◆ Given instruction ◆
Reproduce every line of the data below without alteration.
:: Materials provided
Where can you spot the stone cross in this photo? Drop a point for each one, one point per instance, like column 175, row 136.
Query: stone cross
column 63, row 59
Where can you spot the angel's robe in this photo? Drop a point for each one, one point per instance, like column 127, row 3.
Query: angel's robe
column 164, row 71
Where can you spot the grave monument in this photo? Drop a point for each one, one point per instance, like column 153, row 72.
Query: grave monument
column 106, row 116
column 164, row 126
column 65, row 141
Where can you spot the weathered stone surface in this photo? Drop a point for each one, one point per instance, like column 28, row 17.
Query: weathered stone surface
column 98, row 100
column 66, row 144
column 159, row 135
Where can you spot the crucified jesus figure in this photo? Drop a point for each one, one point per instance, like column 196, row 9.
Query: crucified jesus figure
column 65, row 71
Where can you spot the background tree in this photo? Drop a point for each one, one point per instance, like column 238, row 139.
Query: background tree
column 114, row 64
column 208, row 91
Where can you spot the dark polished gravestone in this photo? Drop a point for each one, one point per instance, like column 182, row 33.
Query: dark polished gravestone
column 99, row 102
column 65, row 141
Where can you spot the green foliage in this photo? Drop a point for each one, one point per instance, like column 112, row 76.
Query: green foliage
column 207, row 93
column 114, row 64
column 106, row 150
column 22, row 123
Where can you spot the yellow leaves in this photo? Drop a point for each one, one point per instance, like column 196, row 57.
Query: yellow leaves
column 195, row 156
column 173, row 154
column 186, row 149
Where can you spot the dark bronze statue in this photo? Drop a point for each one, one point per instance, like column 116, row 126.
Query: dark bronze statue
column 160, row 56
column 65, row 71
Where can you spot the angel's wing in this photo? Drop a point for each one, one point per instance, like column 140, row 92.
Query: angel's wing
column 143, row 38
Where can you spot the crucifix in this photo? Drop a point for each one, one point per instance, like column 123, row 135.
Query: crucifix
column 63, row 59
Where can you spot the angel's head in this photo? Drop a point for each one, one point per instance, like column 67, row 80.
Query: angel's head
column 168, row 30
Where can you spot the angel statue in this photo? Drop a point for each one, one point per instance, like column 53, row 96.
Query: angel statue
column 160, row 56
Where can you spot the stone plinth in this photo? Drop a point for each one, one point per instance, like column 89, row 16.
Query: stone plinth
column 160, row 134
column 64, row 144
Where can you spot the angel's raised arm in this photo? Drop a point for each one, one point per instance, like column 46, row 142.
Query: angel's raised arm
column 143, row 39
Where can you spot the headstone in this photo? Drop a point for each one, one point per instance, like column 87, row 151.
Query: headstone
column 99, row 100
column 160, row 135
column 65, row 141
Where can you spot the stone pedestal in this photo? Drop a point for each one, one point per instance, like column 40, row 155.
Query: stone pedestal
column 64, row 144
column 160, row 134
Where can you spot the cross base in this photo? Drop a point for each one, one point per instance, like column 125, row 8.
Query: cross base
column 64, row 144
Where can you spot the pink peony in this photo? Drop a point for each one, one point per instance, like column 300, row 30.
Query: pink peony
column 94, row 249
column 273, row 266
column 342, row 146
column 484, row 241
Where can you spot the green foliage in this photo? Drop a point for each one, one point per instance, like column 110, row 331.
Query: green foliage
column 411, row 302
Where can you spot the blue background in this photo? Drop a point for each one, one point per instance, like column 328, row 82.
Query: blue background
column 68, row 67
::::
◆ Expected answer ◆
Where can you spot the stone cross in this photo? Drop a point for each one, one point per instance, like column 175, row 136.
Query: stone cross
column 63, row 59
Where can you spot the angel's robe in this photo? Drop a point for each one, one point per instance, like column 127, row 3.
Query: angel's robe
column 164, row 71
Where can you spot the grave monument in this photo? Drop a point for each one, one point per instance, like column 153, row 72.
Query: grave monument
column 106, row 116
column 164, row 126
column 65, row 141
Where can you spot the weathered stone surface in this photo? Drop a point for each one, one point per instance, like column 28, row 17.
Query: weathered stone surface
column 98, row 100
column 66, row 144
column 159, row 135
Where can you spot the crucified jesus figure in this photo? Drop a point for each one, one point per instance, like column 196, row 9.
Query: crucified jesus figure
column 65, row 71
Where can you spot the background tree in this photo? Drop a point for each one, one point per instance, like column 238, row 139.
Query: background tree
column 114, row 64
column 208, row 91
Where can you spot the dark polished gravestone in this photo? Drop a point for each one, one point per instance, like column 182, row 33.
Query: dark polished gravestone
column 99, row 102
column 65, row 141
Where can you spot the green foliage in this photo? Drop a point for each one, one point per instance, like column 112, row 76.
Query: green foliage
column 207, row 93
column 114, row 64
column 106, row 150
column 22, row 123
Where can you spot the yellow leaves in this photo? Drop a point for each one, one point per instance, like column 196, row 57.
Query: yellow leaves
column 195, row 156
column 173, row 154
column 186, row 149
Where can you spot the dark bronze statue in this photo? Drop a point for each one, one point per instance, like column 116, row 126.
Query: dark bronze statue
column 160, row 56
column 65, row 71
Where can you spot the angel's wing in this photo? Drop a point for each one, one point per instance, like column 140, row 92.
Query: angel's wing
column 143, row 38
Where can you spot the crucifix in this photo? Drop a point for each one, one point per instance, like column 123, row 135.
Query: crucifix
column 63, row 59
Where can you spot the angel's head in this photo? Drop a point for each one, one point per instance, like column 67, row 80.
Query: angel's head
column 168, row 30
Where can you spot the angel statue in this photo? Drop a point for each one, one point per instance, like column 53, row 96.
Query: angel statue
column 160, row 56
Where can you spot the stone plinth in this photo? Drop a point for each one, one point per instance, like column 89, row 16.
Query: stone plinth
column 160, row 134
column 64, row 144
Where can you spot the angel's raised arm in this photo? Drop a point for each one, one point per instance, like column 46, row 142.
Query: angel's raised arm
column 143, row 39
Where can you spot the headstone in this photo? Drop a point for each one, one point per instance, like column 87, row 151.
Query: headstone
column 99, row 100
column 160, row 135
column 65, row 141
Where can you spot the stone pedestal in this photo? Drop a point for each one, one point per instance, like column 40, row 155.
Query: stone pedestal
column 64, row 144
column 160, row 134
Where can you spot the cross base in this photo? Drop a point for each one, one point per instance, like column 125, row 8.
Query: cross base
column 64, row 144
Where can you spot the pink peony in this photo? Drop a point for each one, one point per instance, like column 300, row 30.
Query: pink peony
column 94, row 249
column 273, row 266
column 342, row 146
column 484, row 241
Where can you spot the green foliage in this photo? Drop a point for each one, one point per instance, like column 110, row 331.
Query: green foliage
column 411, row 302
Where can you spot the blue background in this photo? Drop a point for each one, one point per instance, like column 328, row 82.
Query: blue background
column 68, row 67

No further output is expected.